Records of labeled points
* BEGIN *
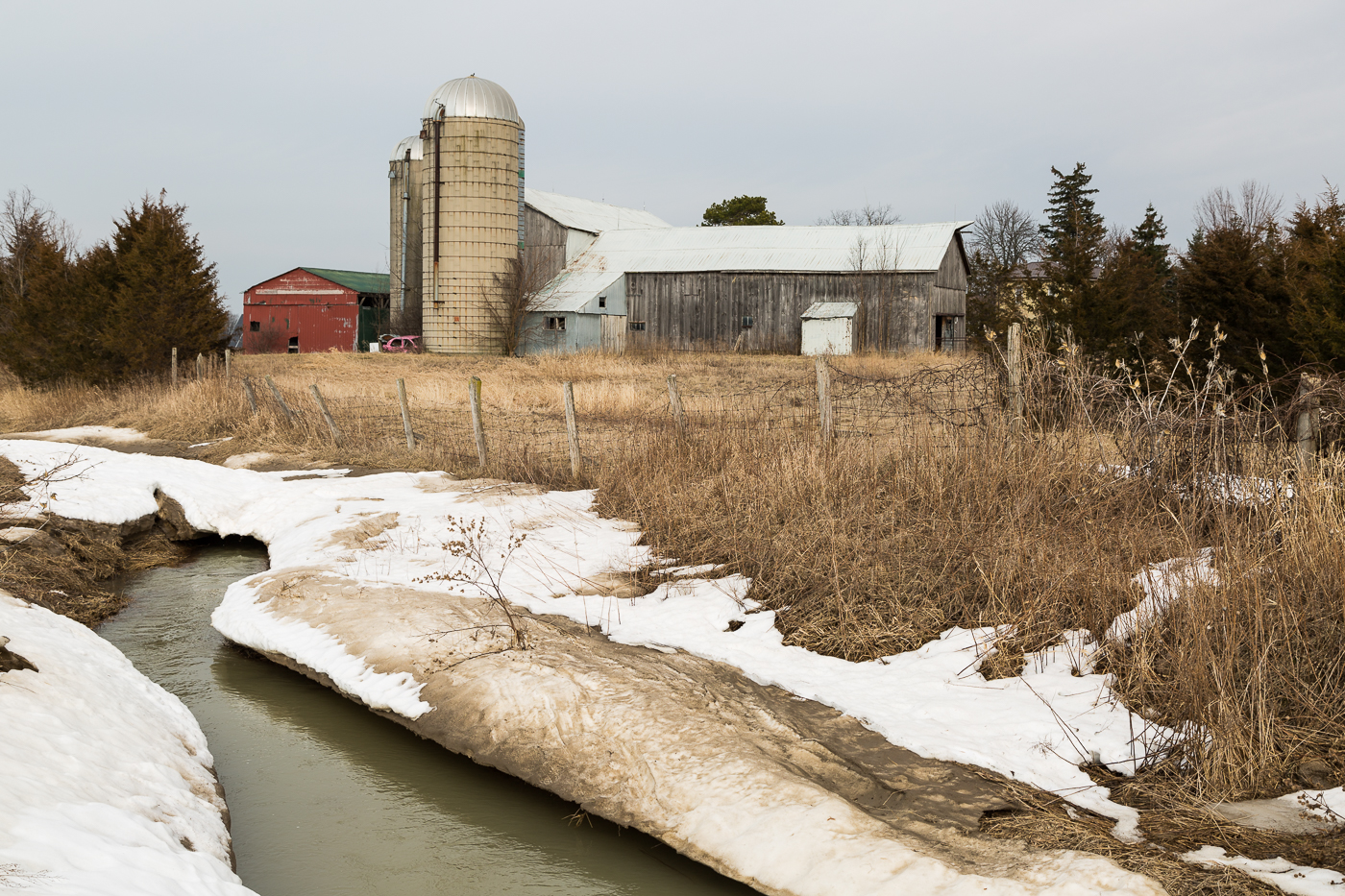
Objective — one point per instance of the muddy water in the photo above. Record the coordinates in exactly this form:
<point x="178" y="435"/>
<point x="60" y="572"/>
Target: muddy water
<point x="329" y="798"/>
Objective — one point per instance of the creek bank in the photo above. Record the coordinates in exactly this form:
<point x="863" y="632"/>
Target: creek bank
<point x="369" y="594"/>
<point x="107" y="785"/>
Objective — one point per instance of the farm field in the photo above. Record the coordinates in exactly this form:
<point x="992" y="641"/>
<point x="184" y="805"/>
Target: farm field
<point x="927" y="510"/>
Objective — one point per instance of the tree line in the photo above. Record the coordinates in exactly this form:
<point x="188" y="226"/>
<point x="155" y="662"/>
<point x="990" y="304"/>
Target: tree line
<point x="1274" y="284"/>
<point x="110" y="312"/>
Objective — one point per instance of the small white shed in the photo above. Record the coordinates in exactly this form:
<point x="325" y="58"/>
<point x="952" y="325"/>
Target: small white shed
<point x="831" y="328"/>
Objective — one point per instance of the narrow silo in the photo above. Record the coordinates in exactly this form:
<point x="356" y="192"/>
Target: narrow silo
<point x="473" y="204"/>
<point x="404" y="178"/>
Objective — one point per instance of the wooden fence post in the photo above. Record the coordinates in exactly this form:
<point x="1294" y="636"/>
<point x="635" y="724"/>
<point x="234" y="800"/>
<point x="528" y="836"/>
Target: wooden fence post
<point x="675" y="403"/>
<point x="1308" y="420"/>
<point x="289" y="415"/>
<point x="474" y="396"/>
<point x="1015" y="361"/>
<point x="572" y="430"/>
<point x="327" y="415"/>
<point x="824" y="401"/>
<point x="406" y="415"/>
<point x="252" y="396"/>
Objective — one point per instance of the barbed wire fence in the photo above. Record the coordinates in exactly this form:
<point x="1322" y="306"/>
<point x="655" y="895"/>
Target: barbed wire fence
<point x="1208" y="428"/>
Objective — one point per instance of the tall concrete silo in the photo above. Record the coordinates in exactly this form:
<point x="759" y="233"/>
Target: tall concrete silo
<point x="473" y="202"/>
<point x="405" y="244"/>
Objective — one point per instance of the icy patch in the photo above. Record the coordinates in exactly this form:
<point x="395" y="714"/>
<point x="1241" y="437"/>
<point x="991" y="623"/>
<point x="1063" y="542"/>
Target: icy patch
<point x="105" y="778"/>
<point x="1300" y="880"/>
<point x="1162" y="584"/>
<point x="252" y="624"/>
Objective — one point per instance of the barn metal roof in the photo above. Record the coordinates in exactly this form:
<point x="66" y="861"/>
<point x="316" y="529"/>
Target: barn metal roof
<point x="911" y="249"/>
<point x="412" y="143"/>
<point x="826" y="309"/>
<point x="356" y="280"/>
<point x="592" y="217"/>
<point x="473" y="97"/>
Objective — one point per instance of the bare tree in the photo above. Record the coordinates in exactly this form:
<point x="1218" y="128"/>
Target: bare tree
<point x="867" y="217"/>
<point x="521" y="291"/>
<point x="1254" y="211"/>
<point x="1006" y="234"/>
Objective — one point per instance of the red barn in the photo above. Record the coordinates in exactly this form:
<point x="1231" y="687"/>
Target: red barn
<point x="315" y="309"/>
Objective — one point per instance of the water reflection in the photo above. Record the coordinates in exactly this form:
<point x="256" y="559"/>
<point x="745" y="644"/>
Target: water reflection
<point x="329" y="798"/>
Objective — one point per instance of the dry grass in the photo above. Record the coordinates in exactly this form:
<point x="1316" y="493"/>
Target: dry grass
<point x="928" y="512"/>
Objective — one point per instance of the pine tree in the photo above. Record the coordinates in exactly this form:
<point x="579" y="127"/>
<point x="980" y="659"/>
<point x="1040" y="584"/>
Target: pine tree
<point x="163" y="294"/>
<point x="739" y="211"/>
<point x="1233" y="275"/>
<point x="1315" y="274"/>
<point x="1136" y="299"/>
<point x="1072" y="244"/>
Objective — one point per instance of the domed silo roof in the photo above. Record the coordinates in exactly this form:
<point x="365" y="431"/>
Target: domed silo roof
<point x="412" y="143"/>
<point x="473" y="97"/>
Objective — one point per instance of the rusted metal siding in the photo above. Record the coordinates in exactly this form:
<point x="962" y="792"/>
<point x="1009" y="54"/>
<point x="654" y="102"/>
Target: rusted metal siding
<point x="705" y="309"/>
<point x="545" y="247"/>
<point x="305" y="307"/>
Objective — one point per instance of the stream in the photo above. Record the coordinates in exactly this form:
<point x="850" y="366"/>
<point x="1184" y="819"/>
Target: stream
<point x="329" y="798"/>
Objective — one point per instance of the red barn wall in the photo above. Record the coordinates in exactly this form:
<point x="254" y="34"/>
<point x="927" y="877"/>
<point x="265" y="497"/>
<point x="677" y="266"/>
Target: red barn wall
<point x="318" y="312"/>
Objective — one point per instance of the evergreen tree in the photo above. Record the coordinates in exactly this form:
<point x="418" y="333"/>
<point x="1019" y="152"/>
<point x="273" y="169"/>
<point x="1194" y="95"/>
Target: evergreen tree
<point x="1315" y="274"/>
<point x="1136" y="302"/>
<point x="47" y="325"/>
<point x="163" y="294"/>
<point x="1072" y="249"/>
<point x="1233" y="275"/>
<point x="739" y="211"/>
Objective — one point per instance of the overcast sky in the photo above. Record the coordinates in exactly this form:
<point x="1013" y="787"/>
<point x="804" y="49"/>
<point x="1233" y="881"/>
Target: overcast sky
<point x="273" y="121"/>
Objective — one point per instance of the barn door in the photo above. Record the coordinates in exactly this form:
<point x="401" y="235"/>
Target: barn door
<point x="614" y="334"/>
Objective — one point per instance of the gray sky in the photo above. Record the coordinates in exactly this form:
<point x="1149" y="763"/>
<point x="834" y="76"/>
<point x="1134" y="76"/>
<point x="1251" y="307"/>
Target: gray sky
<point x="273" y="121"/>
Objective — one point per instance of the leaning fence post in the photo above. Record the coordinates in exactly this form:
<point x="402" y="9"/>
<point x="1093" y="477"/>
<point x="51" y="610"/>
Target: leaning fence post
<point x="406" y="415"/>
<point x="327" y="415"/>
<point x="252" y="396"/>
<point x="572" y="430"/>
<point x="1015" y="361"/>
<point x="1308" y="420"/>
<point x="474" y="396"/>
<point x="824" y="401"/>
<point x="675" y="403"/>
<point x="289" y="415"/>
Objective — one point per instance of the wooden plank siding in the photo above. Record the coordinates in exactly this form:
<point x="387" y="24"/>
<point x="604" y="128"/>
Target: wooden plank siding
<point x="705" y="309"/>
<point x="544" y="245"/>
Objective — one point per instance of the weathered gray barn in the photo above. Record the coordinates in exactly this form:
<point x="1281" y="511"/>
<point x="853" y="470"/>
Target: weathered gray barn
<point x="746" y="288"/>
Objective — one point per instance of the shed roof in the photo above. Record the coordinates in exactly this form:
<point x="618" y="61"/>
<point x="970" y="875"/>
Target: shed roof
<point x="911" y="248"/>
<point x="356" y="280"/>
<point x="592" y="217"/>
<point x="826" y="309"/>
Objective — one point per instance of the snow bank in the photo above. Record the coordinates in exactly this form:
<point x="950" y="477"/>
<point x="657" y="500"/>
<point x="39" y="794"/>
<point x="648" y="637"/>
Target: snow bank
<point x="406" y="530"/>
<point x="105" y="781"/>
<point x="1298" y="880"/>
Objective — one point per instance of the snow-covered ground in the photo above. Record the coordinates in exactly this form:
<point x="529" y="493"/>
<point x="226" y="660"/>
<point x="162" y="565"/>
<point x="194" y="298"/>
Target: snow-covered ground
<point x="547" y="550"/>
<point x="105" y="781"/>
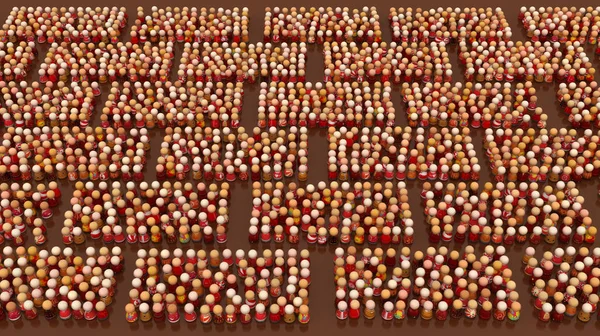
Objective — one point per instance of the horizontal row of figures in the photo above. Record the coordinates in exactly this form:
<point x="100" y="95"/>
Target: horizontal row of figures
<point x="396" y="62"/>
<point x="369" y="213"/>
<point x="311" y="25"/>
<point x="226" y="287"/>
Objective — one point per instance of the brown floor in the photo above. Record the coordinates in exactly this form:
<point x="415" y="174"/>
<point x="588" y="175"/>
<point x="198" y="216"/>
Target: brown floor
<point x="323" y="319"/>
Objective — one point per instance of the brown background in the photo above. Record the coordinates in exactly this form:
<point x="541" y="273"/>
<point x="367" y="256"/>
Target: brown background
<point x="321" y="291"/>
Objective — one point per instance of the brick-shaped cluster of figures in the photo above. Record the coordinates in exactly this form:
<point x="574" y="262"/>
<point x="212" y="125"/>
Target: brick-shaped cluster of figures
<point x="83" y="90"/>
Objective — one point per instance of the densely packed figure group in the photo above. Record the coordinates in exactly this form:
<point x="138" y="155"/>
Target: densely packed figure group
<point x="81" y="100"/>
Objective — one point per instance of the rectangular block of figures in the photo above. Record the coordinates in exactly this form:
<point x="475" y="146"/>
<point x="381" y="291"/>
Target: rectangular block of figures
<point x="530" y="61"/>
<point x="505" y="213"/>
<point x="41" y="104"/>
<point x="265" y="155"/>
<point x="477" y="105"/>
<point x="428" y="285"/>
<point x="396" y="63"/>
<point x="542" y="155"/>
<point x="58" y="284"/>
<point x="324" y="105"/>
<point x="561" y="24"/>
<point x="210" y="105"/>
<point x="148" y="213"/>
<point x="242" y="62"/>
<point x="193" y="24"/>
<point x="435" y="154"/>
<point x="320" y="25"/>
<point x="220" y="287"/>
<point x="108" y="62"/>
<point x="68" y="25"/>
<point x="25" y="210"/>
<point x="579" y="101"/>
<point x="449" y="25"/>
<point x="321" y="105"/>
<point x="335" y="213"/>
<point x="16" y="59"/>
<point x="564" y="282"/>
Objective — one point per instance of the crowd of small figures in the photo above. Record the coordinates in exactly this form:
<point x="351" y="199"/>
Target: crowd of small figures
<point x="446" y="283"/>
<point x="57" y="283"/>
<point x="269" y="287"/>
<point x="564" y="282"/>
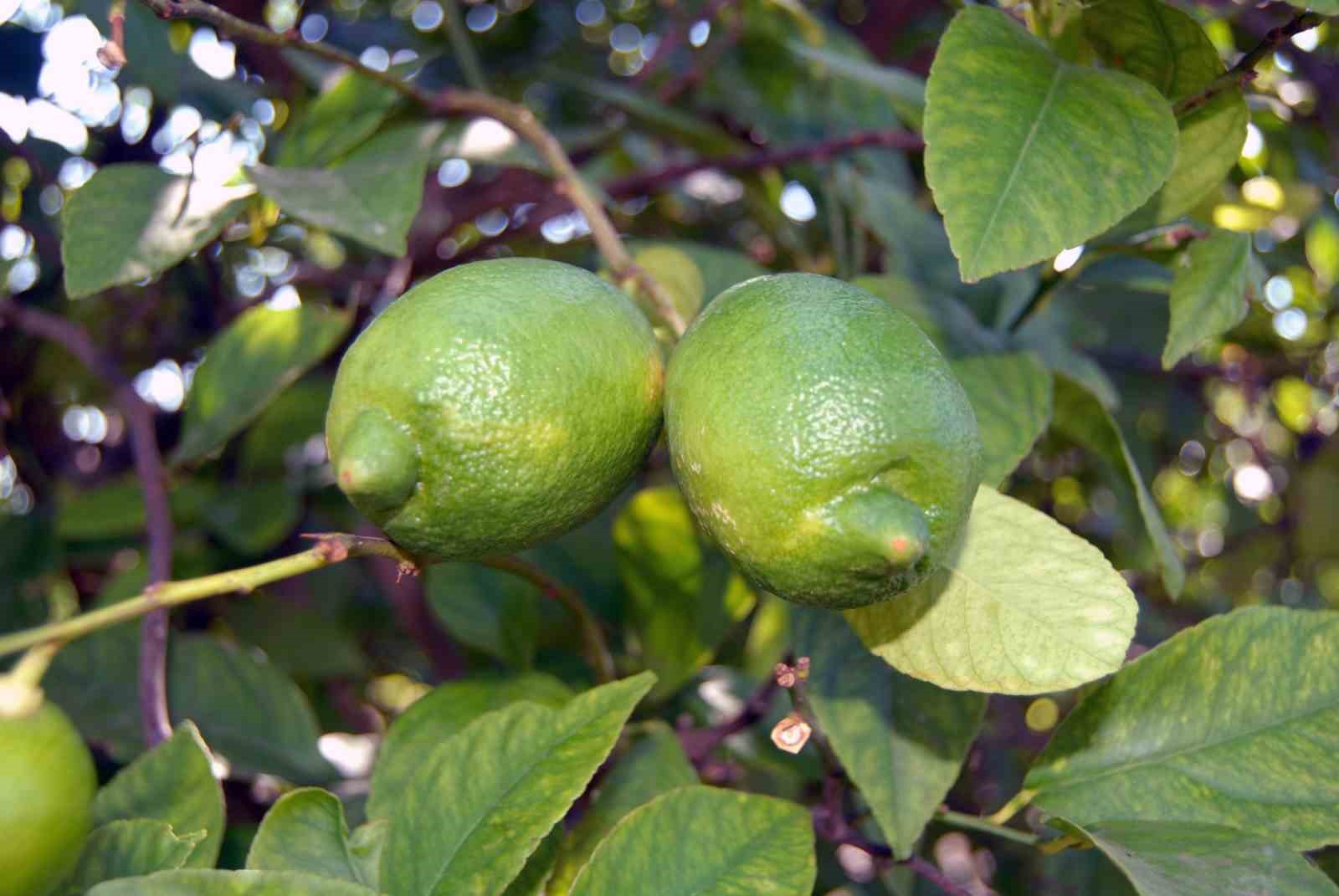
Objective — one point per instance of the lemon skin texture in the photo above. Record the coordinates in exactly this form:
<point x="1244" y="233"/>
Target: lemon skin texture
* END *
Reproduce nothing but the lines that run from the line containing "Objective — one point per instance of the crowd" through the last line of the records, inclusive. Omit the pictures.

* Worked solution *
Objective — one point per instance of the crowd of small figures in the photo above. Record the coordinates in exactly this form:
<point x="351" y="199"/>
Target: crowd of small figures
<point x="446" y="283"/>
<point x="57" y="283"/>
<point x="269" y="287"/>
<point x="564" y="282"/>
Objective — one point per instance of the lemon skin texture in the photo above. Record the coordinates in exactly this form:
<point x="1244" y="233"/>
Target: lemon skin texture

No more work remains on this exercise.